[EXCERPT TO READ]

Women with 80-cm girth could be 'obese': Japan
Women with an abdominal girth of more than 80 centimeters could be categorized as obese under new guidelines being considered, a revision from the current 90-centimeter standard used as a marker for metabolic syndrome, it has been learned.
The Japan Society for the Study of Obesity (JASSO) is considering including women with a body mass index (BMI)- a measure of weight relative to height - of below 25 but a waist circumference of above 80 centimeters as excessively fat.
People with a BMI of less than 25 are not considered overweight under current guidelines.
The government-set conditions for being obese include a BMI of 25 or more, health problems such as a lipid abnormality and high-blood pressure, and having an abdominal girth of 85 centimeters or more for men and 90 centimeters or more for women.
The Health, Labor and Welfare Ministry uses these figures when deciding whether a person has metabolic syndrome in a special health check program for people aged from 40 to 74.
However, experts have pointed out that the risk of arteriosclerosis and other health problems increases for people with excessive visceral fat even if their BMI is below 25.
This prompted JASSO's study committee for judging criteria of obesity, led by Gunma University Prof. Masatomo Mori, to reexamine the criteria for people with a BMI of less than 25.

[/EXCERPT TO READ]
[RAW DATA]

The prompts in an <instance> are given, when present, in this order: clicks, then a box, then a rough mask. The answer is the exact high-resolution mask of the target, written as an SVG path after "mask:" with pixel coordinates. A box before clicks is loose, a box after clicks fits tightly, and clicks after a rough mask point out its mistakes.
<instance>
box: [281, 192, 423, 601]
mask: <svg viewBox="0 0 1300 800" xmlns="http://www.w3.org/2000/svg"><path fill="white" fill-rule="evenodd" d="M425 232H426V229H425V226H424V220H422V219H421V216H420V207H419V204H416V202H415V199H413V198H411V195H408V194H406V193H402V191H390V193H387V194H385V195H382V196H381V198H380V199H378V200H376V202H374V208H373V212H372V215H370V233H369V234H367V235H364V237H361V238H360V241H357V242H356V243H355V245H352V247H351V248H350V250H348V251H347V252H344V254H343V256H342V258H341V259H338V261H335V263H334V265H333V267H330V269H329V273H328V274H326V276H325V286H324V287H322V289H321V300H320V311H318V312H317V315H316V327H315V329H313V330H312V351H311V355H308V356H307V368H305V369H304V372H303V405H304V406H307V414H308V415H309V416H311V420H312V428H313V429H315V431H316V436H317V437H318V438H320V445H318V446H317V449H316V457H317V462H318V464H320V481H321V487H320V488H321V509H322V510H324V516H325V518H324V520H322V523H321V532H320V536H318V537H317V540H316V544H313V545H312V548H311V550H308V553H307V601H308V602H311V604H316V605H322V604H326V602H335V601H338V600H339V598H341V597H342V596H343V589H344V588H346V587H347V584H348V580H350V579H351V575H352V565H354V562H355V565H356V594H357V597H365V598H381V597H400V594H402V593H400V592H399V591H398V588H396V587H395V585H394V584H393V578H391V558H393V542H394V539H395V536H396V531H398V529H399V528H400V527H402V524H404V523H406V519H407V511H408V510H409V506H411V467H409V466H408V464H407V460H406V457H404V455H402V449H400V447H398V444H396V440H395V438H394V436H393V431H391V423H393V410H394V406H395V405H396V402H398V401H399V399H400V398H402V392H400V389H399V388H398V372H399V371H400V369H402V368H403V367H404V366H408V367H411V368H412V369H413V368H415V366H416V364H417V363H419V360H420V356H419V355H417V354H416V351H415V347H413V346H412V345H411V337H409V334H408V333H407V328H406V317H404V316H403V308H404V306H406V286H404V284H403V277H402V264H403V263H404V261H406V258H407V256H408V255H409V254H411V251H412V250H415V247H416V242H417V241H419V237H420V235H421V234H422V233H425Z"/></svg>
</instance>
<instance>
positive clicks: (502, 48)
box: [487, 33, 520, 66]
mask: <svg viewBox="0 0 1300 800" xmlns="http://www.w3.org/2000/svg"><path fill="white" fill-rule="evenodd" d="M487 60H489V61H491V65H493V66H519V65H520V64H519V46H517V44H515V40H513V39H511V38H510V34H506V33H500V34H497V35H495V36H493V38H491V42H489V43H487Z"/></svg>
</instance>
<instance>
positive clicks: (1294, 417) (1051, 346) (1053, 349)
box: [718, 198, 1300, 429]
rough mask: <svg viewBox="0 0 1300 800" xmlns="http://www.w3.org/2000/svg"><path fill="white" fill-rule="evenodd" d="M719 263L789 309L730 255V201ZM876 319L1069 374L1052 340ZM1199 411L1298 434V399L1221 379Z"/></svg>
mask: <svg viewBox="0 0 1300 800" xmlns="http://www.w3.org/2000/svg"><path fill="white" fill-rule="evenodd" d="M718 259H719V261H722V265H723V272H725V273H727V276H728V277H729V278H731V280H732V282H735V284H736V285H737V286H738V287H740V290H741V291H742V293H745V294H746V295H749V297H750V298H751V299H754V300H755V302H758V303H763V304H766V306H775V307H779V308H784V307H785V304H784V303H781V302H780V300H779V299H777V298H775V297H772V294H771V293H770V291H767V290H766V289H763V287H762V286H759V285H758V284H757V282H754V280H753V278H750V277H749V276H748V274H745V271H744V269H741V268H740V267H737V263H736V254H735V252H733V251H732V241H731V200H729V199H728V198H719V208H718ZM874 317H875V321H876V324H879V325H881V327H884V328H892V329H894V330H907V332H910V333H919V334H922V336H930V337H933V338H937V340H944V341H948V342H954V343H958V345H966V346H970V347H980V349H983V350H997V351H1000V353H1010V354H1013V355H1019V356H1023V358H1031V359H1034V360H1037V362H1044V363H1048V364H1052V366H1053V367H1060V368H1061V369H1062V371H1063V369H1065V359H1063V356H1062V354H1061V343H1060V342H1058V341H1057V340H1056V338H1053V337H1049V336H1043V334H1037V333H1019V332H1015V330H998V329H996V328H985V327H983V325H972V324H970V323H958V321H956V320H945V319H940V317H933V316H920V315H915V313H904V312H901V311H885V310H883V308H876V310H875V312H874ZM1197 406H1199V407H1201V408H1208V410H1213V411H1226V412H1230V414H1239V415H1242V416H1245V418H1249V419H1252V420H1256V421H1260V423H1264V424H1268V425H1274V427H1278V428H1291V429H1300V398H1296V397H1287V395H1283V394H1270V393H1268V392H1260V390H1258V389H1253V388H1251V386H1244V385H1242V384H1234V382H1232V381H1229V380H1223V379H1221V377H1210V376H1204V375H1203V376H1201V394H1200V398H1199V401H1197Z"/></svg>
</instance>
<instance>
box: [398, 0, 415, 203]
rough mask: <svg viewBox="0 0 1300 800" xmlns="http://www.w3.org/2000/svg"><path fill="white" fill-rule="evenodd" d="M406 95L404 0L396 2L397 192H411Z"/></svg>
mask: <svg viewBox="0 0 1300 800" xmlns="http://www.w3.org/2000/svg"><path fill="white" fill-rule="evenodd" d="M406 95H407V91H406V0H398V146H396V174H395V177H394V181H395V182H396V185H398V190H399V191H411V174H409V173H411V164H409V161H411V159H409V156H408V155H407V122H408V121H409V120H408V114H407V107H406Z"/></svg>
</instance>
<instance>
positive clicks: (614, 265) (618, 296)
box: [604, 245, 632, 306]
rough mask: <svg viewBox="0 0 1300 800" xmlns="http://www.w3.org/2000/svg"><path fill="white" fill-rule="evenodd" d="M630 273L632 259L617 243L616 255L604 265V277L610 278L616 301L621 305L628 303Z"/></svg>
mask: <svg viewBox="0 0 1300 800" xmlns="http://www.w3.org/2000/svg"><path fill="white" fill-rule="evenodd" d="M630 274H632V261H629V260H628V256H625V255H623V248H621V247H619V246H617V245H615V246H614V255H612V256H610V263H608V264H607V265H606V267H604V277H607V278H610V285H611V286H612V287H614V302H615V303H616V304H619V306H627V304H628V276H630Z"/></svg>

[/RAW DATA]

**BRIEF**:
Continue the news report on Japan's proposed waist-size standard for obesity in women, starting right after its last sentence.

**RESPONSE AREA**:
By analyzing data released in Japan up to 2010, the committee concluded that health problems such as lipid abnormalities sharply increase when the cross-sectional area of visceral fat exceeds 100 square centimeters for men and 70 square centimeters for women. This corresponds to an abdominal girth of 85 centimeters for men and 80 centimeters for women.
BMI is calculated by dividing a person's weight in kilograms by height in meters squared. For example, a 1.6-metre person weighing 60 kilograms has a BMI of 60 divided by 2.56, which equals 23.4.
JASSO is considering categorizing people with a BMI of less than 25 as obese if their waist size exceeds the new standard and they have some health problems.
"The conditions for being obese and the criteria for deciding if people have metabolic syndrome overlap considerably," Mori said.
The lower girth figure likely will affect a planned review of the health check program, which the ministry plans to carry out in fiscal 2013.
Mori said JASSO would settle on the new standard within fiscal 2012 so it can be reflected in revised abdominal girth standards used for the ministry's health check.